[[ Input for this task open ]]
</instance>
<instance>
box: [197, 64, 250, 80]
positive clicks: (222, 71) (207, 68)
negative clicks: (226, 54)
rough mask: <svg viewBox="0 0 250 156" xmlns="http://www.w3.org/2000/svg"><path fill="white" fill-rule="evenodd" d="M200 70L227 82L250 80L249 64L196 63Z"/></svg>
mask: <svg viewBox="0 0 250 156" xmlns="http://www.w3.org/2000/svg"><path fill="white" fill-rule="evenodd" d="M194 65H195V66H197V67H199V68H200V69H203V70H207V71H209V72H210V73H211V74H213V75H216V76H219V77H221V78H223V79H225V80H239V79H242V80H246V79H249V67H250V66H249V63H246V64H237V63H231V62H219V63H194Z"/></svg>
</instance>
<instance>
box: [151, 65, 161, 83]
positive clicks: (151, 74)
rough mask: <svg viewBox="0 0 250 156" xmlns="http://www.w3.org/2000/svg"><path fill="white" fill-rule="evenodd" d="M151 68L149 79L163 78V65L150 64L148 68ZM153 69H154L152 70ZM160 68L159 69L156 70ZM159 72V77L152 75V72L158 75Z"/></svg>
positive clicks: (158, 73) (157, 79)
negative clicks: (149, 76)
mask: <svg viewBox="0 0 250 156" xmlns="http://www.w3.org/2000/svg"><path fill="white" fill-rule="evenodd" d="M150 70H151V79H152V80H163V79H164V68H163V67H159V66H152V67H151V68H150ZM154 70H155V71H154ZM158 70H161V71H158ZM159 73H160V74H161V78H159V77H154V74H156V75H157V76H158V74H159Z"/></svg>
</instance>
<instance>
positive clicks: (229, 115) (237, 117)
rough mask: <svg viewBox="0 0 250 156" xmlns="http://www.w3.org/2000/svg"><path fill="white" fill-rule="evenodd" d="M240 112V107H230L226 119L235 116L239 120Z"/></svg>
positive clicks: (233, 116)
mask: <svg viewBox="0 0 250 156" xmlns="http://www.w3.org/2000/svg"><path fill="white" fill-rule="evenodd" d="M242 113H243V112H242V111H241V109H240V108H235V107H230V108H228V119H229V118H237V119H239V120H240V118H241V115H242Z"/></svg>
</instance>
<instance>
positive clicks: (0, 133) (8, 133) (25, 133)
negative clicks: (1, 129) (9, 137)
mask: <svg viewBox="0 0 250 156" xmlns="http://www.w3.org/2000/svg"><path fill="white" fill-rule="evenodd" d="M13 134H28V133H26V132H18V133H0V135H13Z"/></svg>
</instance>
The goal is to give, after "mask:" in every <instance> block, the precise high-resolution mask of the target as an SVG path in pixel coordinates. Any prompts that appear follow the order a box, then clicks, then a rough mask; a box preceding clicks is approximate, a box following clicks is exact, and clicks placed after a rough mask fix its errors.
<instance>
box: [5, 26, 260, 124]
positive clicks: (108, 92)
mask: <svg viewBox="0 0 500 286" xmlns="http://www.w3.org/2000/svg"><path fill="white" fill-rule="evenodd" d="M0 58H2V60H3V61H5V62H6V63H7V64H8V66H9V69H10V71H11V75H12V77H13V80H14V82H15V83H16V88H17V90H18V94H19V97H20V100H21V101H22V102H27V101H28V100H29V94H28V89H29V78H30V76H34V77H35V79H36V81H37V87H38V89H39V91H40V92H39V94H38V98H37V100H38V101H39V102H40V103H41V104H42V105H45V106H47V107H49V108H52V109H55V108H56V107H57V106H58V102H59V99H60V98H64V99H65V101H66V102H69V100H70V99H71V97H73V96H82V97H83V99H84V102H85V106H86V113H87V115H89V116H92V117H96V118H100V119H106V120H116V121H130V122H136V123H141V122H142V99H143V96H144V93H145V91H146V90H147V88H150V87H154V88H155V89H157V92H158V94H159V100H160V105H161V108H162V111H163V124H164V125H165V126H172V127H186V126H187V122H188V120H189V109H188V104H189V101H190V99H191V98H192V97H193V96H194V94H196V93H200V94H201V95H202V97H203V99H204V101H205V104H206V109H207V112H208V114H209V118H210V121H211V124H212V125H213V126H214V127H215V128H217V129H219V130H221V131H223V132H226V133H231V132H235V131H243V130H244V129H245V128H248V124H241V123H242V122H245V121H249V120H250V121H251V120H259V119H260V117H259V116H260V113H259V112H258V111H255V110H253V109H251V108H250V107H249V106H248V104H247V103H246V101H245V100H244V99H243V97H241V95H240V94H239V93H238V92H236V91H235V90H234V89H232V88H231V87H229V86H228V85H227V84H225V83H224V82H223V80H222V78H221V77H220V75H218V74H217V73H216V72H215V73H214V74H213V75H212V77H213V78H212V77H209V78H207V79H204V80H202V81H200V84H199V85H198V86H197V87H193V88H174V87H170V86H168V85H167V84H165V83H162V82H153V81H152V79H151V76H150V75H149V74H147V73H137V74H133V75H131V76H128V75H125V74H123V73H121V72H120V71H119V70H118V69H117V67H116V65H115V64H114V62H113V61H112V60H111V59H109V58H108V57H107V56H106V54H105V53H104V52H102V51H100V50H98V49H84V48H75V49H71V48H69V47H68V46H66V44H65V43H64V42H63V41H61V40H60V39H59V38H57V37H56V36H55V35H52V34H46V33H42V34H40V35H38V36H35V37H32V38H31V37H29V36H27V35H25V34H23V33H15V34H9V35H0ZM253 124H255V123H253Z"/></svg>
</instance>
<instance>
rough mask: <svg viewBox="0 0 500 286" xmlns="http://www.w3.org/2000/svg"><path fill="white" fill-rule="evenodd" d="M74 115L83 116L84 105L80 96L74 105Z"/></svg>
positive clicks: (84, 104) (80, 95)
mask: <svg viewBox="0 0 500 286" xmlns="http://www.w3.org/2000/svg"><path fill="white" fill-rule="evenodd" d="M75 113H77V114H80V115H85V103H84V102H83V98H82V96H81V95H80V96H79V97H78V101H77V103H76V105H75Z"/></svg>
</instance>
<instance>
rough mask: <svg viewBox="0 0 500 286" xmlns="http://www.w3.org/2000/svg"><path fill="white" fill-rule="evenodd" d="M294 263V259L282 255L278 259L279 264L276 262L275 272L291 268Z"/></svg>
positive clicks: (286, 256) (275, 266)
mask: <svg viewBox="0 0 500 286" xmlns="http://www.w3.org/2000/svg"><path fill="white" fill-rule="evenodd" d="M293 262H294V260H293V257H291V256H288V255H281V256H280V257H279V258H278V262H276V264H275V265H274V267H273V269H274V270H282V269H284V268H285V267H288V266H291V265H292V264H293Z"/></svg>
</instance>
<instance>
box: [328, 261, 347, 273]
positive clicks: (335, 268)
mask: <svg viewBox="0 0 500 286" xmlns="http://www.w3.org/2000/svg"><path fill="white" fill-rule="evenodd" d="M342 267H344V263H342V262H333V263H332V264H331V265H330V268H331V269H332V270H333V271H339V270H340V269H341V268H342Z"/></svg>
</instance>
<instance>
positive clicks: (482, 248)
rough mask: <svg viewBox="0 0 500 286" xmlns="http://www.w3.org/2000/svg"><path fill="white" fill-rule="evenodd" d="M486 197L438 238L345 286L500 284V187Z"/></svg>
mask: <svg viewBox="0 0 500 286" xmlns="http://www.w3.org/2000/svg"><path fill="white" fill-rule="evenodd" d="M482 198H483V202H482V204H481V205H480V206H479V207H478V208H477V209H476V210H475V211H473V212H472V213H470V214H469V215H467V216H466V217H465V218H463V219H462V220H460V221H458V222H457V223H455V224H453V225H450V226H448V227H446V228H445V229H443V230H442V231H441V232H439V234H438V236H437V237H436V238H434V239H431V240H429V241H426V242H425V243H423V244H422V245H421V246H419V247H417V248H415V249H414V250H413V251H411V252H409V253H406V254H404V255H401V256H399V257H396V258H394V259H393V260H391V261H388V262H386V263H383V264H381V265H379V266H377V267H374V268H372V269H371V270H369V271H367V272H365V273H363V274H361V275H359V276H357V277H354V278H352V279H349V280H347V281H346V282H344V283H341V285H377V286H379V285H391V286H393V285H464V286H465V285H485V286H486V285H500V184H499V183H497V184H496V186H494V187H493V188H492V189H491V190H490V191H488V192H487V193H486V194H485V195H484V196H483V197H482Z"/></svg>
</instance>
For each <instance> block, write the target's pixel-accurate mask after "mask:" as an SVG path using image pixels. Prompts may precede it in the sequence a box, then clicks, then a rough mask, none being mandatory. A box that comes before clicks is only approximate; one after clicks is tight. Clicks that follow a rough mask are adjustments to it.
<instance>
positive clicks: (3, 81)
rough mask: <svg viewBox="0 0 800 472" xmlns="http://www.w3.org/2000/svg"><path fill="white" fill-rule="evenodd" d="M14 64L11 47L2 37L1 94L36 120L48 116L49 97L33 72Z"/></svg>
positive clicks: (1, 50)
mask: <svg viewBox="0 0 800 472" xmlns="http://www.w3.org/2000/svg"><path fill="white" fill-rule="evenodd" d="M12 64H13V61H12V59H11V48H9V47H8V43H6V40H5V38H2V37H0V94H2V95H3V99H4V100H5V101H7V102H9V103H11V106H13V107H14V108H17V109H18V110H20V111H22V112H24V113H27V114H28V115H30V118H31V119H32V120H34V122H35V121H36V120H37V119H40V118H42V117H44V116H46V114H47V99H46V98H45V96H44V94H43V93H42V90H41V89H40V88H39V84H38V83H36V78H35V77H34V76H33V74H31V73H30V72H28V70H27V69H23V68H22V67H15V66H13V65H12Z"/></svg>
[[ Input for this task closed ]]
- [Exercise goal]: Starting at the top of the listing and stopping after the line containing "positive clicks: (158, 73) (157, 79)", lay out those lines as a JSON list of strings, one string per line, with blank lines omitted.

- [Response below]:
[
  "</instance>",
  "<instance>",
  "box: [197, 64, 250, 80]",
  "positive clicks: (222, 71) (207, 68)",
  "negative clicks: (226, 54)",
  "rough mask: <svg viewBox=\"0 0 250 156\" xmlns=\"http://www.w3.org/2000/svg\"><path fill=\"white\" fill-rule=\"evenodd\" d=\"M200 70L227 82L250 80L249 64L196 63Z\"/></svg>",
  "mask: <svg viewBox=\"0 0 250 156\" xmlns=\"http://www.w3.org/2000/svg\"><path fill=\"white\" fill-rule=\"evenodd\" d=\"M194 65H195V66H197V67H199V68H200V69H203V70H207V71H209V72H210V73H211V74H213V75H216V76H219V77H221V78H223V79H225V80H239V79H242V80H246V79H249V67H250V66H249V63H246V64H237V63H231V62H219V63H194Z\"/></svg>",
  "</instance>",
  "<instance>",
  "box: [151, 65, 161, 83]",
  "positive clicks: (151, 74)",
  "rough mask: <svg viewBox=\"0 0 250 156\" xmlns=\"http://www.w3.org/2000/svg\"><path fill=\"white\" fill-rule=\"evenodd\" d=\"M151 68L149 79L163 78V65L150 64L148 68ZM153 69H154L152 70ZM160 68L159 69L156 70ZM159 72V77L152 75V72L158 75Z\"/></svg>",
  "positive clicks: (158, 73) (157, 79)"
]